(Object position labeling listing)
_ _ _ _ _

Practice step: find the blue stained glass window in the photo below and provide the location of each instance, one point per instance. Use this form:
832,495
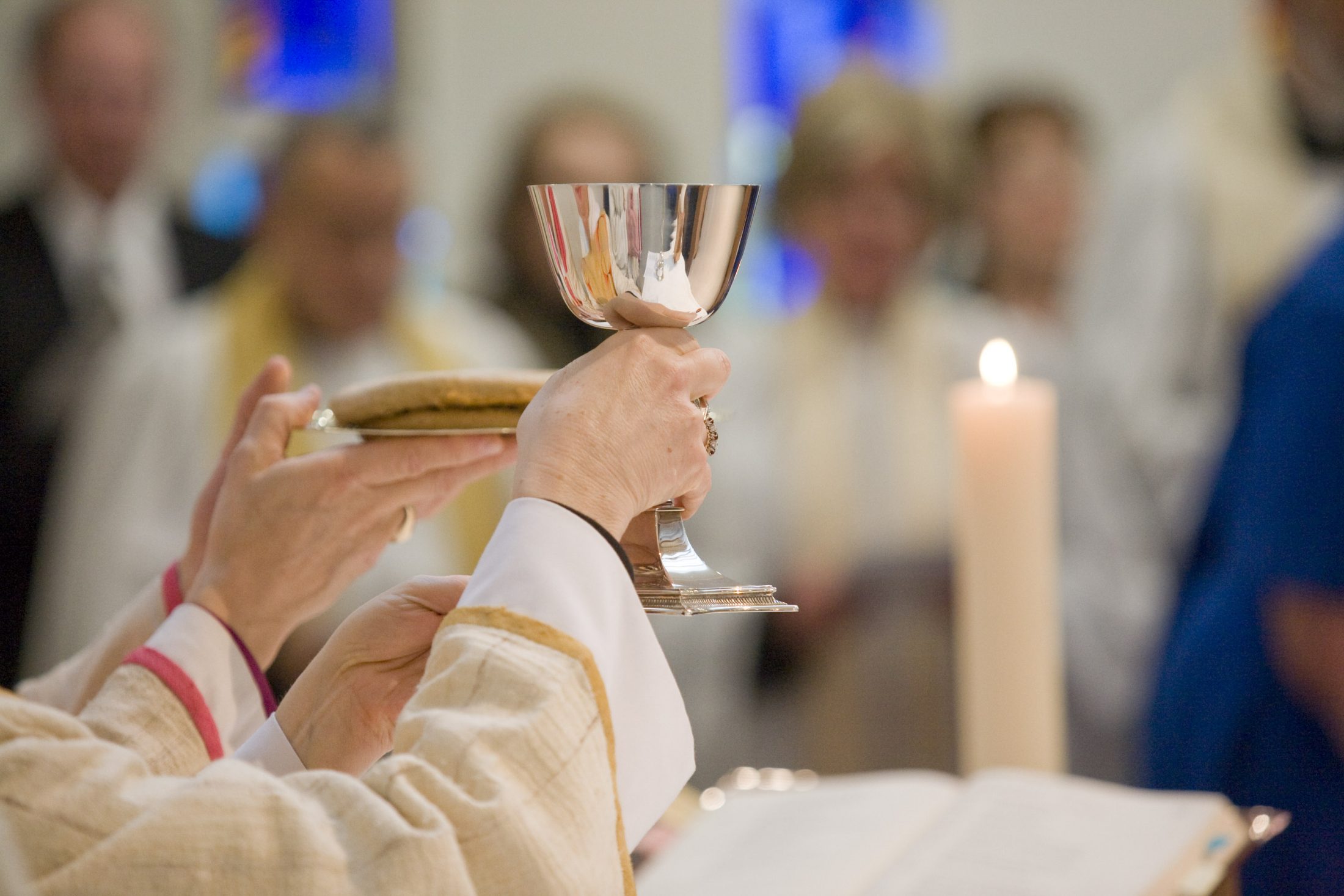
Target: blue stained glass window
310,56
781,51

_ _ _ _ _

Copy every line of the listing above without any changes, but leave out the pictures.

§ ANSWER IN FULL:
Practice step: find the blue stained glass window in the photo below and provide the location of each instance, one point per instance. Use this form:
832,495
Target: blue stained glass window
310,56
781,51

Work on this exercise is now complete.